### What the exercise asks
Rewrite everything in the material below, from the line containing "[spot] the scrubby" down to the line containing "(1369, 139)", including both, as a JSON list of strings. Use one string per line and leave out blank lines.

### Data section

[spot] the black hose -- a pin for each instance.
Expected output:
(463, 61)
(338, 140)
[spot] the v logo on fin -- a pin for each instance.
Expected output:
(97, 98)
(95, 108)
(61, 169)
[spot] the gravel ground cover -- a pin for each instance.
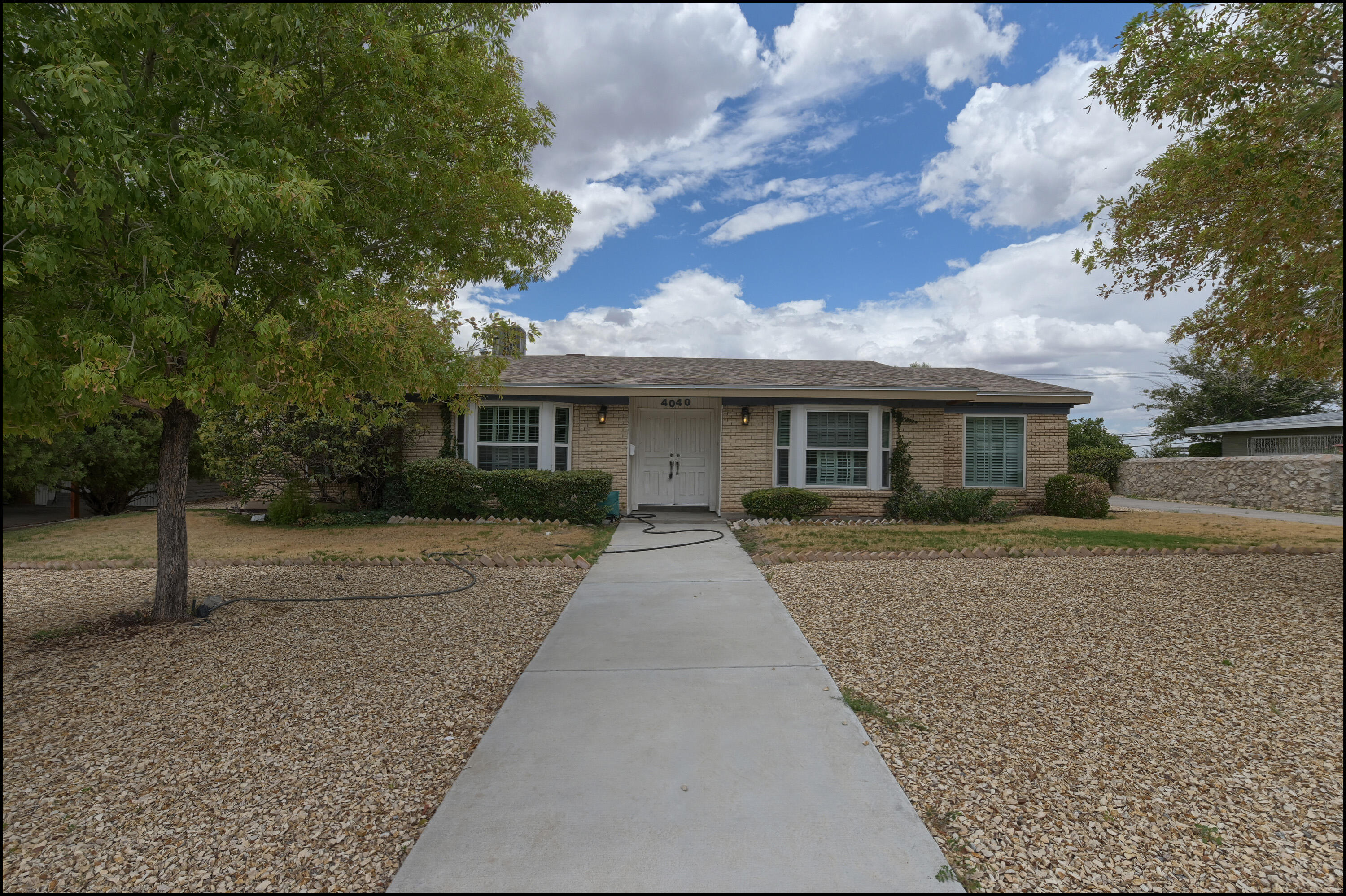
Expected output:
(1101, 724)
(1132, 529)
(278, 748)
(221, 536)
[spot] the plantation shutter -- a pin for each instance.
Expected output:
(992, 451)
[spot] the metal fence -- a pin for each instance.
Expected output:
(1293, 444)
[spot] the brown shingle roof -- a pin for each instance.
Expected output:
(620, 370)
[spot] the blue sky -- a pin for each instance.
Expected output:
(892, 182)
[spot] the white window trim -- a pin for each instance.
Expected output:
(800, 448)
(964, 458)
(546, 431)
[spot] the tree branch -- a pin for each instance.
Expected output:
(31, 117)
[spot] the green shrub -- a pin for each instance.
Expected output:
(955, 505)
(578, 496)
(293, 504)
(445, 487)
(396, 500)
(785, 504)
(1077, 496)
(1104, 463)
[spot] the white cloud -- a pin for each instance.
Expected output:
(832, 48)
(807, 198)
(1021, 310)
(638, 91)
(1031, 155)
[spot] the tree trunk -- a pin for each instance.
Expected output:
(171, 584)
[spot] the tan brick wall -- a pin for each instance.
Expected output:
(427, 438)
(926, 440)
(855, 502)
(602, 446)
(952, 451)
(746, 454)
(1046, 452)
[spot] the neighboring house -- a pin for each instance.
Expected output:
(1302, 435)
(700, 432)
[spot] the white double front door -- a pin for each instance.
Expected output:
(673, 452)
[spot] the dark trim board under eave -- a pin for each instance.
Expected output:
(566, 400)
(976, 408)
(773, 401)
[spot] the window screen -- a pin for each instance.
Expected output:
(835, 467)
(563, 427)
(992, 451)
(508, 424)
(839, 430)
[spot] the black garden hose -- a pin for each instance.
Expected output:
(205, 610)
(649, 531)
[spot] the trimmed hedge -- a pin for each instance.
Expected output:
(1104, 463)
(578, 496)
(294, 504)
(785, 504)
(1077, 496)
(443, 487)
(955, 505)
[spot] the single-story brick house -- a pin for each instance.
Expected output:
(1299, 435)
(700, 432)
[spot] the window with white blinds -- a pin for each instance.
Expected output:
(992, 452)
(831, 430)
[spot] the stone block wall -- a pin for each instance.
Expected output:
(597, 446)
(746, 455)
(1267, 482)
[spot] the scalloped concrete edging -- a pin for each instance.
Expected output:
(753, 522)
(149, 563)
(996, 553)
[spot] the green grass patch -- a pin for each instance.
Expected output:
(862, 705)
(1120, 539)
(48, 635)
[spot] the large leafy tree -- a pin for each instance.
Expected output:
(109, 465)
(1208, 392)
(1248, 198)
(253, 451)
(258, 205)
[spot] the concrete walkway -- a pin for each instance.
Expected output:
(1139, 504)
(675, 732)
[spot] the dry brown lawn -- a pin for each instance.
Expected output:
(1128, 529)
(214, 535)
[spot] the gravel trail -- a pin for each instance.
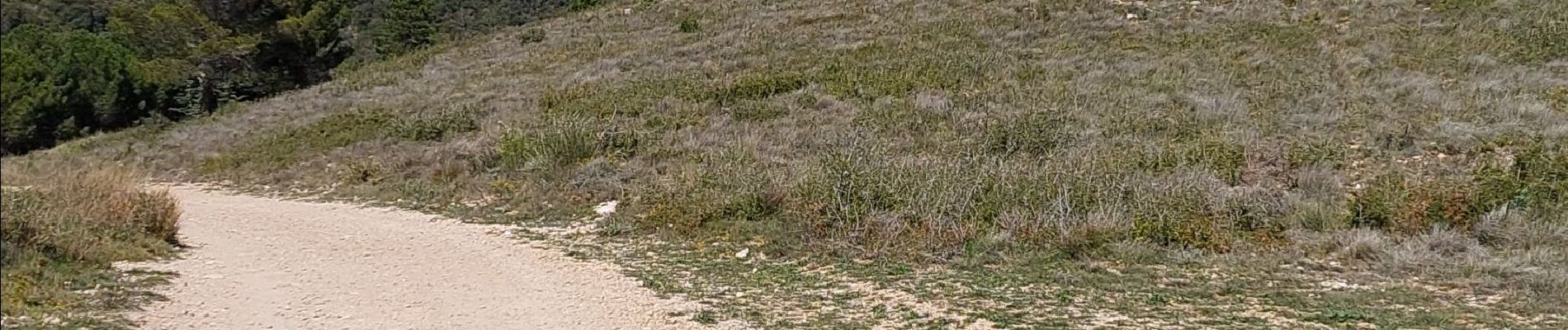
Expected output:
(267, 263)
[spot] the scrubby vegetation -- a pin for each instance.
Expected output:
(1402, 136)
(63, 227)
(87, 66)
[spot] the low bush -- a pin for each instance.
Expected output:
(63, 230)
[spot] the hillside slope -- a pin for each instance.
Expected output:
(1369, 139)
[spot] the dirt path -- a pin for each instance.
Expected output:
(266, 263)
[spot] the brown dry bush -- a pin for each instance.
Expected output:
(63, 225)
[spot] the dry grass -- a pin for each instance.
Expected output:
(960, 130)
(63, 227)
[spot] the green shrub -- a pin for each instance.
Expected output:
(1540, 40)
(562, 141)
(759, 85)
(689, 26)
(582, 5)
(532, 36)
(1035, 134)
(435, 127)
(286, 149)
(62, 233)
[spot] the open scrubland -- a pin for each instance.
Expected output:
(1029, 165)
(63, 229)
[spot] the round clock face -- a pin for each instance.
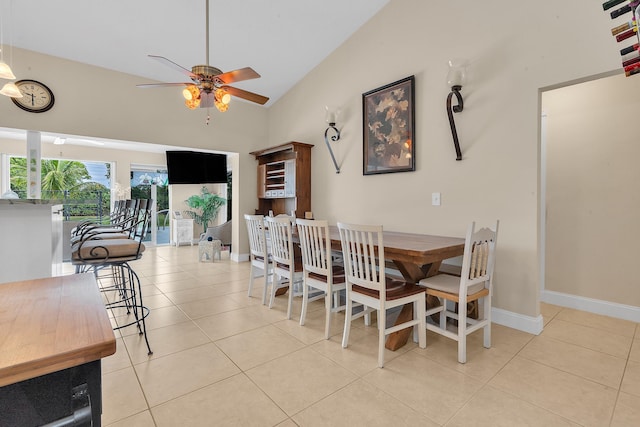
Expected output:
(36, 97)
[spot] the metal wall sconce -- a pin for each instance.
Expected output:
(330, 118)
(455, 79)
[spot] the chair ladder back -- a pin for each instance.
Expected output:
(359, 245)
(281, 243)
(255, 229)
(479, 254)
(315, 245)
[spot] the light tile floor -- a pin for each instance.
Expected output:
(222, 358)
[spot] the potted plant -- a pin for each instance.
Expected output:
(207, 204)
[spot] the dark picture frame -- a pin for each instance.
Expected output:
(389, 127)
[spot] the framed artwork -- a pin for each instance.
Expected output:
(389, 128)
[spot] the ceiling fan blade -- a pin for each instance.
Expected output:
(249, 96)
(246, 73)
(171, 64)
(144, 86)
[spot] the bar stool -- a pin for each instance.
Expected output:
(109, 258)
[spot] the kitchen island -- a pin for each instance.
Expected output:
(30, 239)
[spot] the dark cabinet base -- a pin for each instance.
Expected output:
(71, 397)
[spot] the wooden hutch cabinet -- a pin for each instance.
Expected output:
(284, 179)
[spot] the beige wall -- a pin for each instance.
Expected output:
(514, 48)
(592, 198)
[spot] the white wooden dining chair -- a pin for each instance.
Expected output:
(366, 283)
(319, 271)
(259, 257)
(287, 267)
(474, 284)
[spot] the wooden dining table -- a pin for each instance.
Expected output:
(416, 256)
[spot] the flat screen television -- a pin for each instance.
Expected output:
(192, 167)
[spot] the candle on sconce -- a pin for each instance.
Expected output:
(330, 116)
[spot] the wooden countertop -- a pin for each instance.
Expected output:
(51, 324)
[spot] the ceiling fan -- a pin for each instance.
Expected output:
(209, 85)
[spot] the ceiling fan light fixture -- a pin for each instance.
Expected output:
(192, 104)
(223, 96)
(5, 72)
(191, 92)
(10, 89)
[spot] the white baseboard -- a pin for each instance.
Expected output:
(606, 308)
(239, 257)
(528, 324)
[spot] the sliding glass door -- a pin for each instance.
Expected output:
(150, 182)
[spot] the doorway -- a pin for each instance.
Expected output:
(151, 182)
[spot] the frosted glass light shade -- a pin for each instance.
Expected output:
(5, 72)
(457, 74)
(10, 89)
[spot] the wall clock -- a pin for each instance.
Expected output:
(36, 96)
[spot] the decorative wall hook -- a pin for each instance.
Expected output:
(331, 120)
(455, 80)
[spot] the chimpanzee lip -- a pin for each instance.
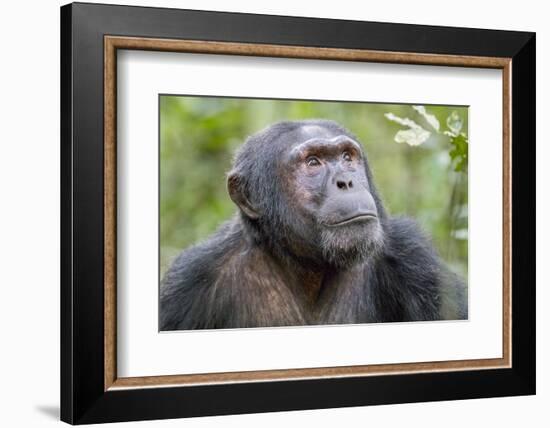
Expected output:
(357, 217)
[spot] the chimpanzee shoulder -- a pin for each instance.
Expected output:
(411, 274)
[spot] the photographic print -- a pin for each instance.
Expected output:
(300, 213)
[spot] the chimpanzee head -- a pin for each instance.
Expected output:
(305, 190)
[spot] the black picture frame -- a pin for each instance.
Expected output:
(83, 396)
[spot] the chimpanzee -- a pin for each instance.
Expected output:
(311, 244)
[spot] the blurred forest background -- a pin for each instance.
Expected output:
(418, 155)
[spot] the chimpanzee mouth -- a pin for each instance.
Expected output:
(359, 217)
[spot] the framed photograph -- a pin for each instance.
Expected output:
(267, 213)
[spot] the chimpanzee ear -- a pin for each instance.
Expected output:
(237, 192)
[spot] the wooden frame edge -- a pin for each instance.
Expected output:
(112, 43)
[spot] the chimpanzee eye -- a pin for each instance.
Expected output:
(312, 161)
(346, 156)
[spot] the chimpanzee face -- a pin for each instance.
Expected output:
(310, 193)
(330, 191)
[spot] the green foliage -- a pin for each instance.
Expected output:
(199, 136)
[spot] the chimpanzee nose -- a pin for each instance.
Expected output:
(344, 184)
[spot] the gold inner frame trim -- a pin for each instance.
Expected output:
(113, 43)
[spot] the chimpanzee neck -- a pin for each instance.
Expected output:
(306, 277)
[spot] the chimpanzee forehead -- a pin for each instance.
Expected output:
(325, 144)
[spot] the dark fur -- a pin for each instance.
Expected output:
(251, 272)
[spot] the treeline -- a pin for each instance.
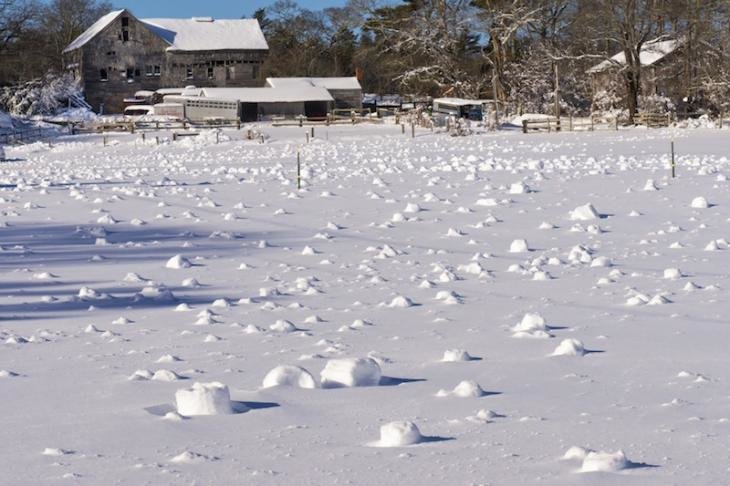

### Answer to the problem
[
  "[spot] the scrubby vegetation -- a pin for each instance.",
  "Expected output:",
  "(1402, 136)",
  "(63, 227)",
  "(87, 66)",
  "[spot] the low bush -- a pin for each instance.",
  "Expected output:",
  "(63, 230)",
  "[spot] the hillside slope -- a pin for each instance.",
  "Expected output:",
  "(1369, 139)"
]